-- start of RECORDS FOR THE EXERCISE --
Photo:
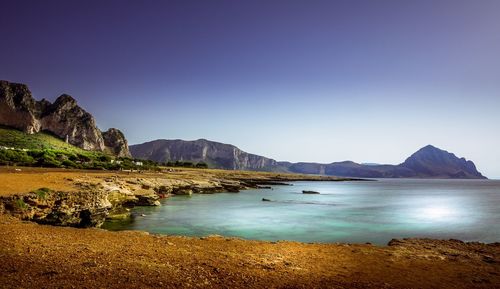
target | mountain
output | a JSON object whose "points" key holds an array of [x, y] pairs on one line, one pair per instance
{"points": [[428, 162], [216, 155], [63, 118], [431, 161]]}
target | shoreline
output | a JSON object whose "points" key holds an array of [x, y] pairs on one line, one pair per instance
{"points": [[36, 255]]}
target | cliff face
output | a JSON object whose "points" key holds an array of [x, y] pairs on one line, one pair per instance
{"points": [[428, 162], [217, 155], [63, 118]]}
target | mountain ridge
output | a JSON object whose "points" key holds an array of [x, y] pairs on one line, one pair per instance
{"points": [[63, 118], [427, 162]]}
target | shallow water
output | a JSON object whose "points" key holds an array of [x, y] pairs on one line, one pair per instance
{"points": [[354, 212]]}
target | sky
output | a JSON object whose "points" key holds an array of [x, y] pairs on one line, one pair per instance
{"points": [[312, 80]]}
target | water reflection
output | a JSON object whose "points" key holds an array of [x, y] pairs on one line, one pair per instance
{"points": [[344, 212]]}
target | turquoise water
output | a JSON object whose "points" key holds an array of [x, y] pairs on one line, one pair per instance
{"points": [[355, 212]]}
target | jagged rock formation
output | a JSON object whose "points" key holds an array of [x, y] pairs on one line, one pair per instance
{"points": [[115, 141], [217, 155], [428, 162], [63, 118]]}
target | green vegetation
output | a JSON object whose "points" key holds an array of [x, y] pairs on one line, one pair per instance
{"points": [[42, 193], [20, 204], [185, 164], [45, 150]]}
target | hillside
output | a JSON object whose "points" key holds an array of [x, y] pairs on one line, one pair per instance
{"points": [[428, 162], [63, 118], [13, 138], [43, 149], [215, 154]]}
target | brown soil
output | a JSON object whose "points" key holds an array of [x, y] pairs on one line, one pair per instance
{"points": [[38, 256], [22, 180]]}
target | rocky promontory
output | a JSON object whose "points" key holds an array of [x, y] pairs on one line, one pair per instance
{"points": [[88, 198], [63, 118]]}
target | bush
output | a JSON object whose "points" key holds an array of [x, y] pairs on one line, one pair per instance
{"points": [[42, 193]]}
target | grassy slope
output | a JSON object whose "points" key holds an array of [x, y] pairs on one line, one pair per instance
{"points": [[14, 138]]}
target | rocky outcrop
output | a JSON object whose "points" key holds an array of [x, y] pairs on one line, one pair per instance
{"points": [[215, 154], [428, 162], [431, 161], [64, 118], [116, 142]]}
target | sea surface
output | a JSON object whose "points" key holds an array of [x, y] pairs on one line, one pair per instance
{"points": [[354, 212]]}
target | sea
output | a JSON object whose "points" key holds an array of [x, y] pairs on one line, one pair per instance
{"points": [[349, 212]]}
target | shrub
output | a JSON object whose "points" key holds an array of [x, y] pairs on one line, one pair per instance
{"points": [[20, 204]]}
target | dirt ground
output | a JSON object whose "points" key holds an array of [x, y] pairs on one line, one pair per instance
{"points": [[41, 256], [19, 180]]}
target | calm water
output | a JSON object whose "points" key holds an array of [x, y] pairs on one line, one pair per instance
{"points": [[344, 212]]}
-- end of RECORDS FOR THE EXERCISE --
-- start of RECORDS FOR THE EXERCISE --
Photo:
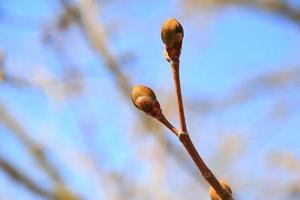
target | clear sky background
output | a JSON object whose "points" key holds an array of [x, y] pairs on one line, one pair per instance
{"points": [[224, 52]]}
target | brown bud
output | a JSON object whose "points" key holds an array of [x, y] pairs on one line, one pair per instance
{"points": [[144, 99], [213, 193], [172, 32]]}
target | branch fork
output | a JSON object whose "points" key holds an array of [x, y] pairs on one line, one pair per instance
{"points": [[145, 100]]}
-- end of RECORDS FOR THE EXERCISE --
## WRITTEN INSTRUCTION
Which lines in the records contain the string "rocky"? Pull out each of those lines in full.

## RESPONSE TO THIS TASK
target | rocky promontory
target | rocky outcrop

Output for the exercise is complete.